*Work required*. The lines below starting at the line containing "# mark one dot per instance, written like column 133, row" and ending at the line containing "# mark one dot per instance, written like column 257, row" are to be repeated exactly, with both ends kept and nothing else added.
━━━━━ Provided material ━━━━━
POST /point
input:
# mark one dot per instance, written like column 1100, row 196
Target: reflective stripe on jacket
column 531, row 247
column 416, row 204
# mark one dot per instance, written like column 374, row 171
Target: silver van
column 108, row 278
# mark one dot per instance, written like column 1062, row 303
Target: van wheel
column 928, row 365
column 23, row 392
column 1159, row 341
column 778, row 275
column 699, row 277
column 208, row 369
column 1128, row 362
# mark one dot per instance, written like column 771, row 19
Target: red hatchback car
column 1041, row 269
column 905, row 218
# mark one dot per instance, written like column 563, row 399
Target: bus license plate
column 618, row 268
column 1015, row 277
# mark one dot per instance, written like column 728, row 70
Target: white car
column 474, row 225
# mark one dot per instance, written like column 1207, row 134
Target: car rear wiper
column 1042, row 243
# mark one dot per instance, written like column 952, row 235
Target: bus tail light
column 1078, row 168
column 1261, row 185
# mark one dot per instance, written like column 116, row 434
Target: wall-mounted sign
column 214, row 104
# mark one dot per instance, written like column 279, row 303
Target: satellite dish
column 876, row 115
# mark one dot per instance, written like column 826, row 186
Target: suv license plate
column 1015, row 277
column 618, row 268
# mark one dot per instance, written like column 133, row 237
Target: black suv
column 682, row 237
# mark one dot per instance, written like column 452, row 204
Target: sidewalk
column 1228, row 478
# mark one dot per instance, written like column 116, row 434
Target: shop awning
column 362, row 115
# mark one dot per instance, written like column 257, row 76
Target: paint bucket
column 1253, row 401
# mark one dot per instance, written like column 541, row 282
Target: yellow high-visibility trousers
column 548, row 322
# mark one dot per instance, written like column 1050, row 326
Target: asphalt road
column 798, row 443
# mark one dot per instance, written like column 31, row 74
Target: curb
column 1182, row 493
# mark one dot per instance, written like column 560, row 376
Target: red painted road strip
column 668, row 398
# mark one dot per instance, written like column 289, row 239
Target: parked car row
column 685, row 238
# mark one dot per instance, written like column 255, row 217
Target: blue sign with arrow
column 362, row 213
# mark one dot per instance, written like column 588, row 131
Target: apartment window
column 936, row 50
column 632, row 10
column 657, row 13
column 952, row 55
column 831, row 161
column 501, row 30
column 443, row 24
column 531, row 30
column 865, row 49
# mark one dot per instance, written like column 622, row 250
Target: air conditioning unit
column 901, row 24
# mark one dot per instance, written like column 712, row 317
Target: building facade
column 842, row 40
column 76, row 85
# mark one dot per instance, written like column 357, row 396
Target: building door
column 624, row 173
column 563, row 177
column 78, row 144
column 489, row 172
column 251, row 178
━━━━━
━━━━━ Provided material ━━━━━
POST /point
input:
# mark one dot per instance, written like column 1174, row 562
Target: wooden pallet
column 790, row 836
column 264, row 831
━━━━━
*Result of this task*.
# mark one dot per instance, written like column 133, row 237
Target: black suv
column 682, row 237
# mark one dot per instance, written like column 452, row 204
Target: sidewalk
column 1228, row 478
# mark one dot per instance, written like column 116, row 434
Target: shop awning
column 362, row 115
# mark one dot per instance, written like column 257, row 76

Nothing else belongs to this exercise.